◆ AIM ◆
Reproduce each line of the records below as a numbered list, skipping any blank lines.

◆ AVAILABLE RECORDS ◆
+-------+
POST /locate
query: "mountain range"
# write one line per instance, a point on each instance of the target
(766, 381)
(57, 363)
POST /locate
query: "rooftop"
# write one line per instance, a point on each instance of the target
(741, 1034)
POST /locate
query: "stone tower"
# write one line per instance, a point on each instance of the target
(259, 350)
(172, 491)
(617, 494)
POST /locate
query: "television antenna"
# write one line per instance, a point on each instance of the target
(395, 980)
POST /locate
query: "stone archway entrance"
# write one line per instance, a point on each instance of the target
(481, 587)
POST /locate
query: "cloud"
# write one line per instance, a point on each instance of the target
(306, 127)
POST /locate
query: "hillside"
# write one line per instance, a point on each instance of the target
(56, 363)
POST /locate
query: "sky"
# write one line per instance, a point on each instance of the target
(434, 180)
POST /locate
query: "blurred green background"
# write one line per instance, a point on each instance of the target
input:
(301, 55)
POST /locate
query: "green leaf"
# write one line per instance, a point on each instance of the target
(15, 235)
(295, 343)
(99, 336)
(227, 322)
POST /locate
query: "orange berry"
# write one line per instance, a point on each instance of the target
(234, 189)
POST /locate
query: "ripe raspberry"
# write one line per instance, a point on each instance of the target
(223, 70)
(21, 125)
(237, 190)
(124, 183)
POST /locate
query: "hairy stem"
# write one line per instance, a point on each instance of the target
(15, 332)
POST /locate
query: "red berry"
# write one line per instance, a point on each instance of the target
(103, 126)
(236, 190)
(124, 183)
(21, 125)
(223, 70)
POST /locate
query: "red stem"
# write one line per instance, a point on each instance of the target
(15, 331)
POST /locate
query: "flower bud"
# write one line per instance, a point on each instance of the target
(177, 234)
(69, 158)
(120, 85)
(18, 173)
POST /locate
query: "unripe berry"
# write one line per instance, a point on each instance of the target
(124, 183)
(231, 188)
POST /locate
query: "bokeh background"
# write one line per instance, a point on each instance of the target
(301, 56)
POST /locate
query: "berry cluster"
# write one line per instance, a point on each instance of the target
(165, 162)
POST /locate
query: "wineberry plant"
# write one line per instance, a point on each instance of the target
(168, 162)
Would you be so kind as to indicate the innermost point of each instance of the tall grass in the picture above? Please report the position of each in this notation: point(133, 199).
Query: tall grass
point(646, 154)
+-------+
◆ RESPONSE TO THE TASK ◆
1. POST /locate
2. query: "mountain range"
3. # write one line per instance, a point on each instance of the target
4. (766, 381)
5. (57, 363)
6. POST /locate
7. query: "rooftop"
8. # write one line per instance, a point on each instance of the target
9. (741, 1034)
10. POST /locate
11. query: "stone tower"
12. # write one line per instance, a point on each instance of the target
13. (259, 350)
14. (172, 491)
15. (617, 494)
16. POST /locate
17. query: "television antenna"
18. # write one line per instance, a point on each instance of the target
19. (395, 980)
20. POST /locate
21. query: "stone archway entrance"
22. # write one line per instance, a point on each instance of the target
23. (481, 587)
24. POST /locate
25. query: "cloud"
26. # write one line per instance, a point on each instance of the target
27. (306, 127)
28. POST /locate
29. query: "hillside"
30. # write one line per instance, a point on each instance of the target
31. (56, 363)
32. POST /locate
33. query: "sky"
34. # write one line per instance, a point on each instance of the target
35. (434, 180)
36. POST /locate
37. query: "blurred green background"
38. # write one line per instance, a point on each instance of the target
39. input:
40. (301, 55)
41. POST /locate
42. query: "green leaf"
43. # write one line per instance, a point on each instance of the target
44. (15, 235)
45. (295, 343)
46. (99, 336)
47. (227, 322)
48. POST /locate
49. query: "orange berry"
50. # write one line per instance, a point on each instance of the target
51. (234, 189)
52. POST /locate
53. query: "ripe raspberry"
54. # write one line per instance, a point on each instance of the target
55. (223, 70)
56. (21, 125)
57. (237, 190)
58. (124, 183)
59. POST /locate
60. query: "hairy stem"
61. # write one line per instance, a point on each instance of the target
62. (15, 332)
63. POST /locate
64. query: "red berry"
65. # write one line per instance, a point on each instance of the target
66. (103, 126)
67. (236, 190)
68. (124, 183)
69. (21, 125)
70. (223, 70)
71. POST /locate
72. query: "red stem"
73. # write one line per instance, a point on each instance of the target
74. (15, 331)
75. POST /locate
76. query: "flower bud"
77. # write one line per instance, a point on each instance of the target
78. (177, 234)
79. (69, 158)
80. (120, 85)
81. (18, 173)
82. POST /locate
83. query: "unripe berry"
84. # write one line per instance, a point on each instance of the target
85. (124, 183)
86. (231, 188)
87. POST /locate
88. query: "bokeh background"
89. # write one line per instance, a point on each instance of the target
90. (301, 56)
91. POST /locate
92. query: "berry cluster"
93. # write one line per instance, a point on each instance of the target
94. (165, 162)
95. POST /locate
96. query: "wineberry plant"
97. # write one line per instance, a point on each instance of the target
98. (168, 162)
99. Would you be so kind as to indicate the innermost point of each instance of the tall grass in the picture above? Please report the position of each in this notation: point(133, 199).
100. Query: tall grass
101. point(646, 154)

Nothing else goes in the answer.